_What you are asked to do_
Please reproduce the records, omitting nothing and changing nothing.

[Stored items from a collection]
--- START ---

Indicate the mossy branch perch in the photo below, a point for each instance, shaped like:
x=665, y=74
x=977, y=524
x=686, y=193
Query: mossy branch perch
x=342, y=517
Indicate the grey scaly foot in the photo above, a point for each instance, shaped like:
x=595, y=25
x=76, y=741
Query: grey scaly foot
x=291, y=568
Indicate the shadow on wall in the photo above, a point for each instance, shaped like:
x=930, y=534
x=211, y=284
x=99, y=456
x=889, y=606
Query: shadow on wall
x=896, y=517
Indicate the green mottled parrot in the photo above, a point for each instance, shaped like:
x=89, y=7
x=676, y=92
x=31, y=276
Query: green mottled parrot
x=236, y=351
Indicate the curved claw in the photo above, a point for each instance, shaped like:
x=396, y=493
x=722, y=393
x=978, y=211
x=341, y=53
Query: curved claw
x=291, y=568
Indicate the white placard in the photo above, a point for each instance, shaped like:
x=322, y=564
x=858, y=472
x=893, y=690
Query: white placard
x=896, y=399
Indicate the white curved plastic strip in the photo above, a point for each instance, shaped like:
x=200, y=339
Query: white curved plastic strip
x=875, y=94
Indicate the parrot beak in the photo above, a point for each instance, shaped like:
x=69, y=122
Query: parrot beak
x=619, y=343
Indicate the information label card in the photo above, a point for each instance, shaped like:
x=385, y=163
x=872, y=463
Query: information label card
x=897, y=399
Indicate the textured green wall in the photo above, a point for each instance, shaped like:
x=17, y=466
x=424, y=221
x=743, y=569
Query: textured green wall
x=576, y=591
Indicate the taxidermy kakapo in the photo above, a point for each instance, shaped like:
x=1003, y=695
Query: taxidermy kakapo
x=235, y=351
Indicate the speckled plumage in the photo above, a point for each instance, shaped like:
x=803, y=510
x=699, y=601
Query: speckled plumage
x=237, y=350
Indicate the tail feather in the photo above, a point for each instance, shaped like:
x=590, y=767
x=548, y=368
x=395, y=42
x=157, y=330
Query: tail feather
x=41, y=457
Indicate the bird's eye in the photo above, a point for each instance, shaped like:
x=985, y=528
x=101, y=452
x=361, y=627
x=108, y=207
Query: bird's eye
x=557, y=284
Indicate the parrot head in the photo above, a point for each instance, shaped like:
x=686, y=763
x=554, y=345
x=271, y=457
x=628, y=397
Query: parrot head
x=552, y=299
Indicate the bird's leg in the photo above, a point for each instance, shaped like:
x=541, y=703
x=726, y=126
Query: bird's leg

--- END ---

_Answer box_
Indicate the mossy branch perch in the photo below, a point for each instance, shaped like:
x=665, y=74
x=977, y=524
x=686, y=193
Query: mossy branch perch
x=342, y=517
Indicate the grey scaly foot in the photo above, a point for each instance, shaped like:
x=595, y=25
x=76, y=741
Query: grey scaly foot
x=291, y=568
Indicate the shadow on wall in the photo above, a point for each instance, shaped like:
x=930, y=534
x=211, y=284
x=99, y=456
x=889, y=606
Query: shadow on wall
x=896, y=517
Indicate the green mottled parrot in the photo above, a point for each instance, shaped like:
x=89, y=7
x=676, y=92
x=31, y=276
Query: green mottled parrot
x=236, y=351
Indicate the curved claw in the photo above, a point for each instance, shaped like:
x=396, y=493
x=722, y=393
x=978, y=211
x=341, y=53
Query: curved claw
x=291, y=568
Indicate the white placard in the photo above, a point for each instance, shaped like:
x=322, y=564
x=858, y=472
x=893, y=690
Query: white placard
x=896, y=399
Indicate the white curved plastic strip in the photo above, a point for each instance, shaped like:
x=200, y=339
Query: white curved plastic strip
x=875, y=94
Indicate the parrot beak in the photo above, a point for each instance, shaped like:
x=69, y=122
Query: parrot beak
x=619, y=343
Indicate the information label card in the photo above, a point for each instance, shaped like:
x=385, y=163
x=872, y=463
Query: information label card
x=897, y=399
Indicate the textured green wall in the photo above, a point for each instance, shaped like:
x=17, y=466
x=424, y=221
x=743, y=569
Query: textured green wall
x=576, y=591
Indicate the taxidermy kakapo in the photo above, a point for each instance, shaped like:
x=1003, y=695
Query: taxidermy kakapo
x=235, y=351
Indicate the speckled plumage in the photo above, a point for each instance, shaped like:
x=803, y=510
x=699, y=601
Query: speckled plumage
x=237, y=350
Indicate the tail feather in the photo above, a point for each instance, shaped like:
x=590, y=767
x=548, y=368
x=395, y=42
x=157, y=330
Query: tail feather
x=41, y=457
Indicate the bird's eye in the photo above, a point for each instance, shaped like:
x=985, y=528
x=101, y=452
x=361, y=627
x=108, y=207
Query: bird's eye
x=557, y=284
Indicate the parrot head in the photo above, a point for each instance, shaped like:
x=686, y=763
x=554, y=345
x=271, y=457
x=628, y=397
Query: parrot head
x=552, y=299
Indicate the bird's leg in the photo above, a point for each instance, shaped like:
x=541, y=703
x=726, y=126
Query: bird's leg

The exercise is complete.